While I don't see myself in the same boat as Mike
Gunderloy in ditching .NET. I think C# and the entire
Microsoft stack provides an incredible amount of functionality for business
software. I have not spent my entire career on any one platform.
I started off working with Microsoft products professionally, learn to write
software using ANSI C and later C++ in college, did some side work on Linux
using PHP/MySQL, got into professional programming with the .NET 1.0 Beta,
then shifted into Oracle and Solaris for a couple of years, writing Korn Shell
scripts, C, and PL/SQL with sprinklings of Java. Over the past 3 years or so,
I have been solidly back in Microsoft-land.
Recently, I have started digging into Python a bit, due to a requirement that
a client of mine has that at least portions of the system be written in Python
on Linux. I am finding the language to be quite interesting and am curious as
to how it all fits together.
Some questions that have piqued my interest:
- Why isn’t encapsulation supported? There isn’t the same notion of private/protected members like I am used to in more traditional OO languages.
- Are events supported? I find the feature of “everything an object” intriguing, even going so far as being able to pass around a function as a first class object. I guess in a way, this can be used similiarly as an event delegate.
- How are the mechanics different than the typical Visual Studio solution/project structure? This is a little bit less technical and more just practical. How should I approach and organize a project? Are the concepts different from one platform to the next?

Task 1: In the blog post about learning Python, why has the writer started digging into the language?

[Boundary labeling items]
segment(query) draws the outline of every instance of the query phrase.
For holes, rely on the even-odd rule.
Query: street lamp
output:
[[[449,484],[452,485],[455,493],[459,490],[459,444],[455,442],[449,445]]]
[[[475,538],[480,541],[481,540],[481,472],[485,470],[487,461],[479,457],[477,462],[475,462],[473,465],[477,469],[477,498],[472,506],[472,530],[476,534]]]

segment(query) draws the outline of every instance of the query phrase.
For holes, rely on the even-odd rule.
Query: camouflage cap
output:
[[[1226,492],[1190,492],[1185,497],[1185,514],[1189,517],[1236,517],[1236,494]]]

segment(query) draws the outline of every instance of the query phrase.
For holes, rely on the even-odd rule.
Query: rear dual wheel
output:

...

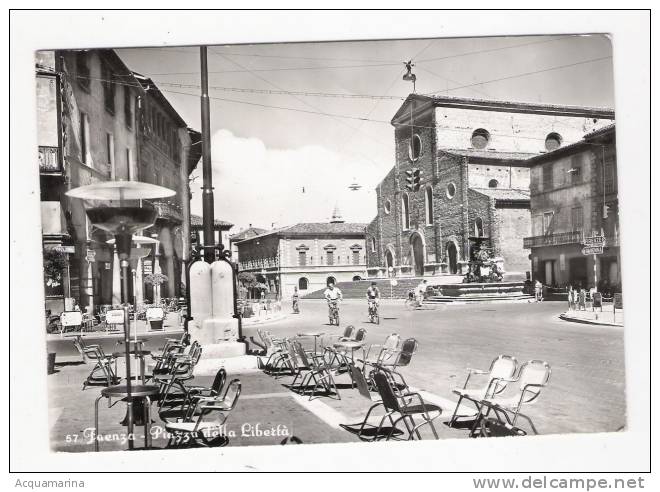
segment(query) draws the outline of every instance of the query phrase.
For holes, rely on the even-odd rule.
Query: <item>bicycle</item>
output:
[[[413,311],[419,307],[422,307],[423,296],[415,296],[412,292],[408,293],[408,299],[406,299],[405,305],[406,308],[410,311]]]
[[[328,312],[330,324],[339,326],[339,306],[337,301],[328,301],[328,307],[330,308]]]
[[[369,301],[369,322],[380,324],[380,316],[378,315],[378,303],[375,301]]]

---

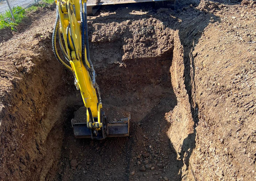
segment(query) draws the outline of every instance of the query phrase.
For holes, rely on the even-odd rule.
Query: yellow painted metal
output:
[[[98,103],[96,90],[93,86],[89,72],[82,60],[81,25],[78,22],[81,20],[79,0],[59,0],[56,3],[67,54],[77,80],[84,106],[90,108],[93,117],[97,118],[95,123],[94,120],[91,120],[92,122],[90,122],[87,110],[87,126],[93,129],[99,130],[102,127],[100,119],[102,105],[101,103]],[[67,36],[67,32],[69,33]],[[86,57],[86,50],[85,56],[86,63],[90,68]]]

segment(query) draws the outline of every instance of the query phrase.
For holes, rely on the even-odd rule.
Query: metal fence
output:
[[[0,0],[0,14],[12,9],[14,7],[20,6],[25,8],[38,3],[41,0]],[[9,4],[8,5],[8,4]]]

Task 2: Filter the listing down to each line containing the word "metal". Case matters.

Final answer 1: A client requires that at least portions of the system be written in Python on Linux.

Final answer 2:
Query: yellow painted metal
Query: metal fence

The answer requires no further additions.